___ Working data ___
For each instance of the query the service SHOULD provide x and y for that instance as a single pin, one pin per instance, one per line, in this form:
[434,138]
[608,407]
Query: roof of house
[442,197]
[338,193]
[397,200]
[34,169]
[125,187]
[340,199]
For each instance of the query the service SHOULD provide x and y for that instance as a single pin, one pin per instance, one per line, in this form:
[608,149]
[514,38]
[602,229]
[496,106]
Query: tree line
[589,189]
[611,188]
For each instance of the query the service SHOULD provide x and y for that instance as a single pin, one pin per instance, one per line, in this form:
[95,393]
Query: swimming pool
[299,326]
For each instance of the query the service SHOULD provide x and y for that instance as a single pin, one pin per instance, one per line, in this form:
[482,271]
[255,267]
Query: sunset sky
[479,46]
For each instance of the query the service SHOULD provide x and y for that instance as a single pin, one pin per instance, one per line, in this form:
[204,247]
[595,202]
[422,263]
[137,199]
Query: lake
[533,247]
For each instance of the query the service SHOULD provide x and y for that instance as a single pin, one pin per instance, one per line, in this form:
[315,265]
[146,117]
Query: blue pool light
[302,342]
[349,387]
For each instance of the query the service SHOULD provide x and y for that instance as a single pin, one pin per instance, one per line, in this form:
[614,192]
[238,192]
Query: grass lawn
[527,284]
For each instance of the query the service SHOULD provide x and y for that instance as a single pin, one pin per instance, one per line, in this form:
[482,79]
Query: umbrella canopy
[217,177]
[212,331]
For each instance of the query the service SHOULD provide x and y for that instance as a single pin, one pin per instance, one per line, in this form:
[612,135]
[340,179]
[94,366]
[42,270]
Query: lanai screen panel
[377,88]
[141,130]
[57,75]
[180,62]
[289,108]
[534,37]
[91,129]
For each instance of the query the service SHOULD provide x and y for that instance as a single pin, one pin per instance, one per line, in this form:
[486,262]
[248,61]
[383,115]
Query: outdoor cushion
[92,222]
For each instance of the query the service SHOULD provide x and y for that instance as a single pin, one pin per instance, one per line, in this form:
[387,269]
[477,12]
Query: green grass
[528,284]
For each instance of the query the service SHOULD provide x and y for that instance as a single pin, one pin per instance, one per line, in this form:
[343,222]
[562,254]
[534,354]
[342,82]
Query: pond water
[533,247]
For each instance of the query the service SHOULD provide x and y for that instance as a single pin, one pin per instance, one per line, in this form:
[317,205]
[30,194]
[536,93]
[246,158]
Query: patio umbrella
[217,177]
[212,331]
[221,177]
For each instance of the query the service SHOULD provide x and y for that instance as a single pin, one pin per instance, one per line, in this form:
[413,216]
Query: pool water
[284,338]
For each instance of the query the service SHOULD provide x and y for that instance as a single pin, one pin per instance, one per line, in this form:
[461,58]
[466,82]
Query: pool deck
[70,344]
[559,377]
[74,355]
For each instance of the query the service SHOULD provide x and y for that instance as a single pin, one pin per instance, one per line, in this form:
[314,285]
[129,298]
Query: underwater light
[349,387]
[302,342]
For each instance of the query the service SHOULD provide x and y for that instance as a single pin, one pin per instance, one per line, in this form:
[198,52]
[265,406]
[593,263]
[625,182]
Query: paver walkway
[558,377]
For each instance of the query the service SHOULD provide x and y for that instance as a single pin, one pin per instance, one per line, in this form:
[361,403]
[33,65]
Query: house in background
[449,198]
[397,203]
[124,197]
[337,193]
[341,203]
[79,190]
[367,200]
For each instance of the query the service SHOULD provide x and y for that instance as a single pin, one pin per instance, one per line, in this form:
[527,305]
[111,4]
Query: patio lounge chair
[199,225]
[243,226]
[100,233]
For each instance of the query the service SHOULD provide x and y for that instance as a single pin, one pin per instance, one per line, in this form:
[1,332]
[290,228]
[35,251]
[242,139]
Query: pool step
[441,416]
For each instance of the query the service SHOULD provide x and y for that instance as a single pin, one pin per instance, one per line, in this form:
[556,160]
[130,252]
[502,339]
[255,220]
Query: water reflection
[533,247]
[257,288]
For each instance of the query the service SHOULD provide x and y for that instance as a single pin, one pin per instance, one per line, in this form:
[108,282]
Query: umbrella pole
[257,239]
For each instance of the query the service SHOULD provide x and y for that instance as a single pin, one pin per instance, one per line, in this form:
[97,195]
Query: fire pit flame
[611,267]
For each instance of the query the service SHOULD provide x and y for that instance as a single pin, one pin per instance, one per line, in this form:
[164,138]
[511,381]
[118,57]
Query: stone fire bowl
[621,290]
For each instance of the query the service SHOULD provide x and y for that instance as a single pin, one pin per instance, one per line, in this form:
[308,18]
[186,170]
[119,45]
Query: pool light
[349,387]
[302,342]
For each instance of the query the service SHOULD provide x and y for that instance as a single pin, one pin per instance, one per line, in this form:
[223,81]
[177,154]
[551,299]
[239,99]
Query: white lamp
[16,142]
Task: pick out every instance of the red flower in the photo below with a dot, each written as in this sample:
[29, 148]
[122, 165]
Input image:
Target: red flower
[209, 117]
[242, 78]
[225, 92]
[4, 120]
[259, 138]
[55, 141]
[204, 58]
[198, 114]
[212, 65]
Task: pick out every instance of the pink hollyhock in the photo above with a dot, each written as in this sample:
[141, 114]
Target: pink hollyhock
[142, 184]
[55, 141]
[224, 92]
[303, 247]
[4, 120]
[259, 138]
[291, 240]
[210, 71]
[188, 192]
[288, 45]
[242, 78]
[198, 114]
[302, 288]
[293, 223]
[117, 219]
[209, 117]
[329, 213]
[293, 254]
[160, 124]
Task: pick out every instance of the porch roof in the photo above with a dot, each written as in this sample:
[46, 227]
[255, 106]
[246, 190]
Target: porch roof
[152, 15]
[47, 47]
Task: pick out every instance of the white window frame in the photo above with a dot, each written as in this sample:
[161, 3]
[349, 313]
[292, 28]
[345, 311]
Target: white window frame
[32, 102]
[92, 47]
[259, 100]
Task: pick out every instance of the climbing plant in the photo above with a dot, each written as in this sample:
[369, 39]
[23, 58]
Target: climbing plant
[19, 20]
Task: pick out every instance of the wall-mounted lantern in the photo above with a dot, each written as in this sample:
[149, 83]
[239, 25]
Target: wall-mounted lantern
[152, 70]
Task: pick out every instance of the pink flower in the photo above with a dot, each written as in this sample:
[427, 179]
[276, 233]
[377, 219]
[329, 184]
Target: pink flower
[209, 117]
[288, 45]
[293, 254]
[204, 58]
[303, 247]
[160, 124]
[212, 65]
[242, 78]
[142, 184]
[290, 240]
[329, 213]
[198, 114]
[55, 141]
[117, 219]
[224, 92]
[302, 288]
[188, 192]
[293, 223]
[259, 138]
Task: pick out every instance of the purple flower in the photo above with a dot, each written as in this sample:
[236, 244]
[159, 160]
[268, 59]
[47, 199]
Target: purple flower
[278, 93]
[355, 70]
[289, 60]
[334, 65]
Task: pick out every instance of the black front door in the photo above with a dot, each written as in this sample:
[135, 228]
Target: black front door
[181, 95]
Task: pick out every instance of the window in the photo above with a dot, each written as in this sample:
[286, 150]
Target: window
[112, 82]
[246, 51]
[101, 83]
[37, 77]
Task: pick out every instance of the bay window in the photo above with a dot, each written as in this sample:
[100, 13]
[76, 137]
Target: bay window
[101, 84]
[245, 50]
___
■ What the exercise asks ■
Down to the last line, give the records again exactly.

■ Exercise output ■
For each instance of the query the service SHOULD provide x and y for that instance as a single pin, one pin per instance, one per line, in this form:
[434,138]
[608,407]
Query: roof of house
[442,197]
[338,193]
[397,200]
[34,169]
[125,187]
[340,199]
For each instance of the query the service SHOULD provide x and y for that instance as a single pin, one pin per instance, one per line, in this form:
[608,149]
[514,38]
[602,229]
[496,106]
Query: tree line
[589,189]
[611,188]
For each instance of the query the service SHOULD provide x and y for that instance as a single pin, one pin per instance, one per line, in this form:
[95,393]
Query: swimming pool
[299,326]
For each instance of the query the service SHOULD provide x and y for that instance as a single pin, one pin per instance, one per line, in this form:
[482,271]
[255,267]
Query: sunset sky
[479,46]
For each instance of the query the service SHOULD provide x and y for that instance as a single pin, one pin per instance, one per line, in this form:
[204,247]
[595,202]
[422,263]
[137,199]
Query: lake
[533,247]
For each instance of the query the service SHOULD provide x and y for that instance as a single pin, one pin per instance, one per line, in this form:
[315,265]
[146,117]
Query: blue pool light
[302,342]
[349,387]
For each instance of the query the service SHOULD provide x and y for that instance as a single pin, one pin per instance, one per line, in this form:
[614,192]
[238,192]
Query: grass lawn
[527,284]
For each instance of the query the service SHOULD provide x and y for that instance as a single pin, one pin per instance, one per line, in this form:
[482,79]
Query: umbrella canopy
[217,177]
[212,331]
For each instance of the query the service SHOULD provide x and y for that instance as a single pin, one pin per instance, one per line, in this form:
[612,135]
[340,179]
[94,366]
[42,270]
Query: lanai screen panel
[377,88]
[141,130]
[57,75]
[180,62]
[289,108]
[534,37]
[91,129]
For each instance of the query the service SHOULD provide x and y for that instance as a single pin, one pin per instance, one per line, in this form:
[486,262]
[248,61]
[383,115]
Query: outdoor cushion
[92,222]
For each instance of the query the service SHOULD provide x and y for that instance as a single pin, one pin per instance, one per line, in this form:
[387,269]
[477,12]
Query: green grass
[528,284]
For each instance of the query the service SHOULD provide x and y for that instance as a single pin, one pin per instance, one per line, in this form:
[343,222]
[562,254]
[534,354]
[342,82]
Query: pond water
[533,247]
For each instance of the query the service SHOULD provide x and y for that instance as a single pin, one pin per instance, one per line, in this form:
[317,205]
[30,194]
[536,93]
[246,158]
Query: patio umbrella
[217,177]
[212,331]
[221,177]
For each instance of the query the service SHOULD provide x and y for that instance as a single pin, one pin per instance, one per line, in this form:
[413,216]
Query: pool water
[284,338]
For each instance of the query the service SHOULD provide x and y for that instance as a single pin, one pin per instance, one per line, in this form:
[461,58]
[466,82]
Query: pool deck
[70,344]
[559,377]
[74,355]
For each instance of the query the service SHOULD provide x and y for that instance as a single pin, one pin per instance, one per line, in this form:
[314,285]
[129,298]
Query: underwater light
[349,387]
[302,342]
For each instance of the query the service SHOULD provide x and y for that instance as a single pin, one pin per instance, one per line, in this form:
[198,52]
[265,406]
[593,263]
[625,182]
Query: paver walkway
[558,377]
For each instance of the query the service SHOULD provide x and y for that instance as a single pin, one pin per instance, one per line, in this form:
[361,403]
[33,65]
Query: house in background
[449,198]
[397,203]
[124,197]
[337,193]
[341,203]
[79,190]
[367,200]
For each instance of the query the service SHOULD provide x and y for that instance as a single pin, one pin per instance, one per line, in this form:
[527,305]
[111,4]
Query: patio lounge chair
[199,225]
[243,226]
[100,233]
For each instance of the query the service SHOULD provide x and y for that instance as a single pin, one pin per instance, one per line, in this form:
[1,332]
[290,228]
[35,251]
[242,139]
Query: pool step
[441,416]
For each instance of the query the service SHOULD provide x and y for that instance as a single pin, one pin per instance, one per line, in this form:
[556,160]
[130,252]
[502,339]
[255,220]
Query: water reflection
[533,247]
[257,288]
For each instance of the query the service SHOULD provide x and y for that instance as a single pin, one pin per instance, one per line, in this form:
[108,282]
Query: umbrella pole
[257,239]
For each instance of the query the service SHOULD provide x and y for that instance as a single pin, one pin per instance, one per line, in this form:
[97,195]
Query: fire pit flame
[611,267]
For each instance of the query the service SHOULD provide x and y for that instance as a single pin, one pin per instance, one per line, in this form:
[164,138]
[511,381]
[118,57]
Query: stone fire bowl
[621,290]
For each instance of the query the service SHOULD provide x and y for that instance as a single pin, one pin per instance, one per line, in this form:
[308,18]
[186,170]
[119,45]
Query: pool light
[349,387]
[302,342]
For each instance of the query the service SHOULD provide x and y for that instance as a single pin, one pin per instance, one per line, in this form:
[223,81]
[177,154]
[551,299]
[239,99]
Query: white lamp
[16,142]
Task: pick out every instance of the red flower in the photo below with a dot, each written as in this sample:
[29, 148]
[122, 165]
Input image:
Target: red flower
[209, 117]
[242, 78]
[225, 92]
[4, 120]
[259, 138]
[55, 141]
[204, 58]
[198, 114]
[212, 65]
Task: pick out every instance of the pink hollyhock in the photo above with a dot, each written as in this sample:
[141, 114]
Target: pink hollyhock
[142, 184]
[55, 141]
[224, 92]
[303, 247]
[4, 120]
[259, 138]
[291, 240]
[210, 71]
[188, 192]
[288, 45]
[242, 78]
[198, 114]
[302, 288]
[293, 223]
[117, 219]
[209, 117]
[329, 213]
[293, 254]
[160, 124]
Task: pick out every instance of the porch roof in the photo above with a dot, each written as in this sample:
[46, 227]
[255, 106]
[246, 190]
Target: porch roof
[152, 15]
[47, 47]
Task: pick out every instance of the white window frame in the photo above with a dot, each written as in this sample:
[161, 3]
[349, 313]
[292, 28]
[345, 311]
Target: white window frame
[32, 102]
[92, 47]
[259, 100]
Task: pick out every instance of the climbing plant in the photo above with a dot, each written as in this sample:
[369, 39]
[23, 58]
Target: climbing plant
[19, 20]
Task: pick out every instance of the wall-mounted lantern in the photo above with a dot, each written as in this sample:
[149, 83]
[239, 25]
Target: wall-mounted lantern
[152, 70]
Task: pick out every instance of the pink flower in the photo above with a dot, each written as in this sample:
[427, 179]
[276, 233]
[377, 219]
[329, 184]
Target: pink flower
[209, 117]
[288, 45]
[293, 254]
[204, 58]
[303, 247]
[160, 124]
[212, 65]
[242, 78]
[142, 184]
[290, 240]
[329, 213]
[198, 114]
[55, 141]
[117, 219]
[224, 92]
[302, 288]
[188, 192]
[293, 223]
[259, 138]
Task: pick out every instance of the purple flower in the photo above with a dot, each written as in this sample:
[236, 244]
[159, 160]
[268, 59]
[47, 199]
Target: purple flower
[278, 93]
[355, 70]
[289, 60]
[334, 65]
Task: pick out every instance of the black front door in the photo above with a dot, each written as in this sample:
[135, 228]
Target: black front door
[181, 95]
Task: pick out every instance of the window in the photo above with a dot, each written as in this sample:
[286, 150]
Target: window
[112, 82]
[246, 51]
[101, 83]
[37, 77]
Task: pick out every instance of the bay window in the photo above with a dot, each written as in this sample:
[100, 13]
[76, 137]
Target: bay window
[101, 84]
[245, 50]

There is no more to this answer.